GIVEN TASK 1: Can you return, word for word, the part of the navigation excerpt starting at "We also have" and ending at "of those places."?
GIVEN TASK 2: Could you resume the excerpt about search algorithms for the university navigation application, picking up right after its last sentence?

In this chapter, we will cover the following topics:
- Revisiting the navigation application
- The priority queue data structure
- Visualizing search trees
- Greedy Best-First Search (BFS)
- The A* Search
- Features of a good heuristic
Revisiting the navigation application
In Chapter 2, Understanding the Breadth-First Search Algorithm, we saw the university navigation application, with which we wanted to find our way from the Bus Stop to the AI Lab. In the BFS method, we assume that the distance between connected places is one (that is, the same). However, in reality, that is not the case. Now, let's assume that the university is designed as follows:
Figure 1
The values in green are the actual distances between the connected places. Let's go ahead and create a dictionary, storing the locations of these places:
...
#connections between places
connections = {}
connections["Bus Stop"] = {"Library"}
connections["Library"] = {"Bus Stop", "Car Park", "Student Center"}
connections["Car Park"] = {"Library", "Maths Building", "Store"}
connections["Maths Building"] = {"Car Park", "Canteen"}
connections["Student Center"] = {"Library", "Store" , "Theater"}
connections["Store"] = {"Student Center", "Car Park", "Canteen", "Sports Center"}
connections["Canteen"] = {"Maths Building", "Store", "AI Lab"}
connections["AI Lab"] = {"Canteen"}
connections["Theater"] = {"Student Center", "Sports Center"}
connections["Sports Center"] = {"Theater", "Store"}
...
In the Python NavigationData.py module, we have created a dictionary called connections; this dictionary stores the connections between places. They are similar to the connections between people that we saw in the LinkedIn connection feature application in Chapter 2, Understanding the Breadth-First Search Algorithm:
...
#location of all the places
location = {}
location["Bus Stop"] = [2, 8]
location["Library"] = [4, 8]
location["Car Park"] = [1, 4]
location["Maths Building"] = [4, 1]
location["Student Center"] = [6, 8]
location["Store"] = [6, 4]
location["Canteen"] = [6, 1]
location["AI Lab"] = [6, 0]
location["Theater"] = [7, 7]
location["Sports Center"] = [7, 5]
...
We also have the location dictionary for storing the locations of places. The keys of the location dictionary are the places, and the values are the x and y coordinates of those places.

MATERIAL PROVIDED:
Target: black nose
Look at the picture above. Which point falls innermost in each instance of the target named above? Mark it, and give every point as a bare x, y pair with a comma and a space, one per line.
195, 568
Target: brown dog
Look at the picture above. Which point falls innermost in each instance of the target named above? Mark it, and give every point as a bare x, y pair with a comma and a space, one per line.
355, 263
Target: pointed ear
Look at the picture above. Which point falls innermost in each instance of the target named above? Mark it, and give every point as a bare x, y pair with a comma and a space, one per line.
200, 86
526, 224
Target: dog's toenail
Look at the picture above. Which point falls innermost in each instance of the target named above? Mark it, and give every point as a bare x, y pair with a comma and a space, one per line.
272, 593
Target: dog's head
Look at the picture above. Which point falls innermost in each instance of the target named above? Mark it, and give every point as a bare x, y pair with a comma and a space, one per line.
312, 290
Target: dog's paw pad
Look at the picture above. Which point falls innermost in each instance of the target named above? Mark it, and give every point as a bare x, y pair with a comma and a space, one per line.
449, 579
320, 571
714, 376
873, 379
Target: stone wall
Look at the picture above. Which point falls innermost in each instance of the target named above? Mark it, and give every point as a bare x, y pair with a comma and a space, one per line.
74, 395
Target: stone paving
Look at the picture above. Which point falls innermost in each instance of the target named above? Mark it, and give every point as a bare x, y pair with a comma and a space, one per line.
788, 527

EXPECTED ANSWER 1:
We also have the location dictionary for storing the locations of places. The keys of the location dictionary are the places, and the values are the x and y coordinates of those places.

EXPECTED ANSWER 2:
In DFS, preference was given to the child nodes while exploring the search tree; in BFS, preference was given to the sibling nodes. In heuristic searching, preference is given to nodes with lower heuristic values.
Now, let's look at the term heuristic. A heuristic is a property of the class node. It is a guess, or estimate, of which node will lead to the goal state faster than others. This is a strategy used to reduce the nodes explored and reach the goal state quicker:
Figure 2
For example, suppose that we're at the red node in the preceding diagram, and it has two child nodes—the yellow node and the green node. The green node seems to be much closer to the goal state, so we would select that node for further exploration.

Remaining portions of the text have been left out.